Speaker
Description
Our society’s growing reliance on space services is on the one hand a precious resource for the space field, but on the other it is contributing to the overpopulation of some orbital regions around the Earth. Over the last ten years, the miniaturisation of space assets has played a fundamental role, massively decreasing launch costs and, thus, enhancing the privatisation of the space sector. As a result, the number of satellites launched into space every year has increased from a few tens in 2011 to nearly two thousand in 2021, with communication satellites of large constellations dominating the market. In this scenario, estimating the long-term effect of new traffic trends and constellations on the space debris environment is crucial for establishing remediation and mitigation measures that can counteract this growth.

DATA BLOCK -
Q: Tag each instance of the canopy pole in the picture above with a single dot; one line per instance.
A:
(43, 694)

THINGS TO DO -
(A) In the space debris description, roughly how many satellites were launched in 2021?
(B) Carry on the space debris description from its last sentence.

ANSWER SET -
(A) Nearly two thousand.

(B)
To this aim, this work adopts a novel long-term debris environment propagator based on the Starling2.0 model developed at Politecnico di Milano, to predict the contribution of large constellations on the evolution of the number and distribution of space debris in low-Earth orbit. The proposed space debris model classifies the objects into payload, rocket bodies, mission related objects and constellations, with each constellation treated as a separate species. This division guarantees an individual definition of the mission profile, in terms of lifetime, post-mission disposal rate, duration, and strategy, and allows to investigate the dependency of each species’ environmental impact on such control parameters. Instead, a continuum approach is adopted for the characterisation of the fragments cloud, whose density distribution over the phase space of orbital elements is propagated in time through the continuity equation. This probabilistic propagation method makes the required computational time independent of the lowest fragments size considered, allowing for the potential extension of this study to any objects dimension. Two fragments source terms are here considered: intact objects explosion and accidental fragments-intact object collision, whose resulting fragmentation debris clouds are included in the model as a feedback effect. This work will present the results of many simulation scenarios, where the input intact objects population, as well as the post-mission disposal strategy, are varied to assess the impact of large constellations, depending on these control parameters.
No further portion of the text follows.